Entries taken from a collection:
"""

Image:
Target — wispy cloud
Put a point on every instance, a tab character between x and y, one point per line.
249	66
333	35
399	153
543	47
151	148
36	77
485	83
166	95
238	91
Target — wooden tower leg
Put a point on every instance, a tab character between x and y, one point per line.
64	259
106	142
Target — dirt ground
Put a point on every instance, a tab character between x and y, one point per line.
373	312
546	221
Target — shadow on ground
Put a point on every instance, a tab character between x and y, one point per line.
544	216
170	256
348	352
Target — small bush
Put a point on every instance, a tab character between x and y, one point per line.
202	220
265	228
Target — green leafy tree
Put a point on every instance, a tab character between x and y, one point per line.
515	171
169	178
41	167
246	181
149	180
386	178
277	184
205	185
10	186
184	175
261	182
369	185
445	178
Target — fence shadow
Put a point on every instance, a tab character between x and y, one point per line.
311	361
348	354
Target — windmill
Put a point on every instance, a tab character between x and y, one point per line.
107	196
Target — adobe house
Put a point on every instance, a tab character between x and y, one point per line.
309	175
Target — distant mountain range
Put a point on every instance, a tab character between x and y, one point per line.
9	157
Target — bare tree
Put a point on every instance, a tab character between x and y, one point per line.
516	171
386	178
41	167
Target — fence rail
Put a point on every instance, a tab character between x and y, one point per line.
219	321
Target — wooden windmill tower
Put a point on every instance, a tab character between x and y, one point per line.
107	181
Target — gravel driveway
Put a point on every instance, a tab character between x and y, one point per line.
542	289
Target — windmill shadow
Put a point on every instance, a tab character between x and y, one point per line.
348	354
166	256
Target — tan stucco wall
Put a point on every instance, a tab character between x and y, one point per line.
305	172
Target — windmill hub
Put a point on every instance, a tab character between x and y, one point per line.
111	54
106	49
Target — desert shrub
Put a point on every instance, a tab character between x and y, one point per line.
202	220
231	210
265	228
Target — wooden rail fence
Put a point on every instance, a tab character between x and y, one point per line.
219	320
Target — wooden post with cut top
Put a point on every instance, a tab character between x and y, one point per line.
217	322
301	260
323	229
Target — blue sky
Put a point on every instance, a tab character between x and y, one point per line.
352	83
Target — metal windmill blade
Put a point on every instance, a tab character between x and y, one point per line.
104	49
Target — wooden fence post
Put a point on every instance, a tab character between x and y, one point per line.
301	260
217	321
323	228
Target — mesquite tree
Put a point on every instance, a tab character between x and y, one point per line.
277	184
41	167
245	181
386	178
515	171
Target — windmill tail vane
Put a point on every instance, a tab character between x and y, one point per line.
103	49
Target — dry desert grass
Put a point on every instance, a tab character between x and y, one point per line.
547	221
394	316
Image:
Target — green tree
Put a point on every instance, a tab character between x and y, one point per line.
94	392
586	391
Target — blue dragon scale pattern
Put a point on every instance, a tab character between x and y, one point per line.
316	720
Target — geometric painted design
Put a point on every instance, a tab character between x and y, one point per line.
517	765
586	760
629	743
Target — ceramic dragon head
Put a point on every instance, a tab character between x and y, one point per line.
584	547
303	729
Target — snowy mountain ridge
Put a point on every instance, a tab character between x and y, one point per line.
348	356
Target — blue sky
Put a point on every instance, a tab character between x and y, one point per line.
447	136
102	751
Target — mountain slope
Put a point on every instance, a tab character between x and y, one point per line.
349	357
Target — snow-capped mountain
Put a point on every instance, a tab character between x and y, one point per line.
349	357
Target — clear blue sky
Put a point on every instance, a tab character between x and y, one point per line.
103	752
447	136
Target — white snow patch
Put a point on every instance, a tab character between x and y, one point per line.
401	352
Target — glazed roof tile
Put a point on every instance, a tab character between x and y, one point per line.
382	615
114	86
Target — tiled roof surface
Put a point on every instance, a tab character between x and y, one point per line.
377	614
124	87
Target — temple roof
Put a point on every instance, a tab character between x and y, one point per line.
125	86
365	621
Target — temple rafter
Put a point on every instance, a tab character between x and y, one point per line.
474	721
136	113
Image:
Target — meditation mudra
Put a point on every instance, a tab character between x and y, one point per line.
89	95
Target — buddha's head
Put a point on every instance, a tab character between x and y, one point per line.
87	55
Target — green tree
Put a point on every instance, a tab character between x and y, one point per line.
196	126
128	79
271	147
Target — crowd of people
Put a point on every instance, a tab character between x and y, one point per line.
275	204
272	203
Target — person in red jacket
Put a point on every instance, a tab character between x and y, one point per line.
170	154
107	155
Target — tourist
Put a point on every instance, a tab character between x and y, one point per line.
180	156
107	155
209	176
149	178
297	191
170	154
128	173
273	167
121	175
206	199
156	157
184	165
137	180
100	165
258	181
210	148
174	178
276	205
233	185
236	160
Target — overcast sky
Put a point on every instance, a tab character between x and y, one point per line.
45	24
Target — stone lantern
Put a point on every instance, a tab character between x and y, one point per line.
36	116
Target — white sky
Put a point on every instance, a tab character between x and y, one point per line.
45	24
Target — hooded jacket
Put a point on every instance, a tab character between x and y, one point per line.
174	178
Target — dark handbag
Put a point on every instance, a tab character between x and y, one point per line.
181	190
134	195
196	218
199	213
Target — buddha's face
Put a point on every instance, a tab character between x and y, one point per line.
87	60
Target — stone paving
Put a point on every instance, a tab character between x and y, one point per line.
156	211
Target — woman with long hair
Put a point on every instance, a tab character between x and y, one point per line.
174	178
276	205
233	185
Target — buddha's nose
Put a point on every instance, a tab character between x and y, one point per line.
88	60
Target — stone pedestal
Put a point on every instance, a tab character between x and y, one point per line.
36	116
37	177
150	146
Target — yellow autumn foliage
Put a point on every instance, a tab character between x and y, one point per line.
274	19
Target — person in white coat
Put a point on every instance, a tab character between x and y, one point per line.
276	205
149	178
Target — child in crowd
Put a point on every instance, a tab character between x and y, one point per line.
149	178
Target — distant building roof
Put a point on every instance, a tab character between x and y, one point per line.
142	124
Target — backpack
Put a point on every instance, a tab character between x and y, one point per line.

"""

● REQUIREMENT: Write out every entry verbatim.

● SOLUTION TO THIS EXERCISE:
Image:
Target — wispy cloud
Put a point on every instance, a tab character between x and y, one point per line.
249	66
333	35
399	153
543	47
151	148
36	77
485	83
166	95
238	91
Target — wooden tower leg
Put a point on every instance, a tab character between x and y, one point per line.
64	259
106	142
Target — dirt ground
Put a point on every instance, a tab character between x and y, one point per line.
373	312
546	221
Target — shadow on ground
Put a point on every instance, a tab character between x and y, one point per line.
544	216
170	256
348	352
Target — small bush
Put a point on every instance, a tab character between x and y, one point per line.
202	220
265	228
Target — green leafy tree
Put a point on every instance, a tab character between x and y, one point per line.
515	171
169	178
41	167
246	181
149	180
386	178
277	184
205	185
10	186
184	175
261	182
369	185
445	178
Target — fence shadow
Put a point on every instance, a tab character between x and y, one point per line.
311	361
348	354
Target — windmill
Put a point on every instance, a tab character between x and y, one point per line.
107	196
Target — adobe house
Put a point on every instance, a tab character between x and y, one point per line.
309	175
Target — distant mountain range
Put a point on every instance, a tab character between x and y, one point per line.
9	157
Target — bare tree
Put a point on every instance, a tab character between x and y, one point per line.
516	171
386	178
41	167
Target — fence rail
Put a point on every instance, a tab character between x and y, one point per line.
219	321
Target — wooden windmill tower
Put a point on every instance, a tab character between x and y, one point per line.
107	181
Target — gravel driveway
Put a point on every instance, a tab character between x and y, one point per line.
542	289
Target — windmill shadow
Put a point on every instance, a tab character between x and y, one point per line.
348	354
166	256
Target — tan stucco wall
Put a point on every instance, a tab character between x and y, one point per line.
305	172
Target — windmill hub
Put a point on every instance, a tab character between x and y, one point per line.
111	54
106	49
Target — desert shrub
Put a point on every instance, a tab character between x and y, one point per line.
202	220
231	210
265	228
Target — wooden rail fence
Put a point on every instance, a tab character between x and y, one point per line.
219	320
Target — wooden post with cut top
Put a point on every instance, a tab character between x and y, one point per line.
217	322
301	260
323	229
Target — blue sky
Put a point on every instance, a tab character between x and y, one point per line.
352	83
Target — metal windmill blade
Put a point on every instance, a tab character between x and y, one point per line.
104	49
Target — wooden fence post
Put a point on every instance, a tab character between x and y, one point per line.
301	260
217	321
323	228
Target — mesquite tree
Put a point on every instance, a tab character between x and y, one point per line.
277	184
41	167
245	181
386	178
515	171
Target — windmill tail vane
Put a point on every instance, a tab character between x and y, one point per line.
103	49
Target — dry desert grass
Put a point on every instance, a tab character between x and y, one point per line.
547	221
394	316
Image:
Target — green tree
Put a point on every instance, a tab character between x and y, one point per line.
94	392
586	391
Target — blue dragon scale pattern
Put a point on every instance, a tab character between x and y, one point per line.
316	720
Target — geometric painted design
Put a point on every instance, a tab character between x and y, one point per line.
517	765
586	760
629	743
Target — ceramic dragon head
Put a point on every instance, a tab character between x and y, one point per line.
584	547
303	729
Target — snowy mountain ridge
Put a point on every instance, a tab character between x and y, one point per line.
348	356
Target — blue sky
Put a point on every instance, a tab character between x and y, one point per line.
447	136
102	751
Target — mountain slope
Put a point on every instance, a tab character between x and y, one point per line.
349	357
Target — snow-capped mountain
Put a point on every instance, a tab character between x and y, one point per line.
349	357
Target — clear blue sky
Put a point on every instance, a tab character between x and y, one point per line.
103	752
447	136
Target — white snow patch
Put a point on every instance, a tab character between x and y, one point per line.
401	352
Target — glazed roof tile
Put a point on every instance, a tab character between x and y, one point per line.
382	615
114	86
Target — tiled roof surface
Put a point on every instance, a tab character between x and y, one point per line.
377	614
124	87
Target — temple roof
Put a point on every instance, a tab character between x and y, one point per line.
125	86
365	621
Target — temple rafter
Put a point on every instance, a tab character between x and y, one point per line.
474	721
136	113
Image:
Target — meditation mudra
Put a point on every instance, a tab character between x and y, one point per line.
89	95
Target — buddha's head
Put a point on every instance, a tab character between x and y, one point per line.
87	55
Target — green tree
Put a point on every instance, a tab character between x and y, one point per line.
196	126
128	79
271	147
Target — crowd of people
Put a point on every instance, a tab character between x and y, one point per line.
275	204
272	203
Target — person in red jacket
Put a point on every instance, a tab character between x and y, one point per line.
170	154
107	155
Target — tourist
Put a point on every instance, a tab character between x and y, one point per line.
180	156
107	155
209	176
149	178
297	191
170	154
128	173
273	167
121	175
206	199
156	157
184	165
137	180
100	165
258	181
210	148
174	178
276	205
233	185
236	160
Target — overcast sky
Put a point on every instance, a tab character between x and y, one point per line.
45	24
Target — stone lantern
Put a point on every instance, a tab character between x and y, one point per line.
36	116
Target — white sky
Put a point on every instance, a tab character between x and y, one point per line.
45	24
Target — hooded jacket
Put a point on every instance, a tab character between x and y, one point per line.
174	178
Target — dark handbag
Put a point on every instance, a tab character between x and y, one point per line.
181	190
134	195
196	218
199	213
Target — buddha's face
Put a point on every instance, a tab character between x and y, one point per line.
87	60
Target — stone paving
Put a point on every instance, a tab character between x and y, one point per line.
156	211
Target — woman with long hair
Put a point on every instance, a tab character between x and y, one point per line.
174	178
276	205
233	185
Target — buddha's nose
Put a point on every instance, a tab character between x and y, one point per line.
88	60
Target — stone pedestal
Put a point on every instance, a tab character between x and y, one point per line.
36	116
37	177
150	146
Target — yellow autumn foliage
Put a point on every instance, a tab character between x and y, one point per line.
274	19
Target — person in white coat
Put a point on every instance, a tab character between x and y, one point per line.
276	205
149	178
Target — child in crowd
Put a point on every instance, a tab character between x and y, one point per line.
149	178
Target — distant building roof
Put a point on every instance, a tab character between x and y, one point per line.
142	124
Target — backpack
Put a point on every instance, a tab character between x and y, one point per line.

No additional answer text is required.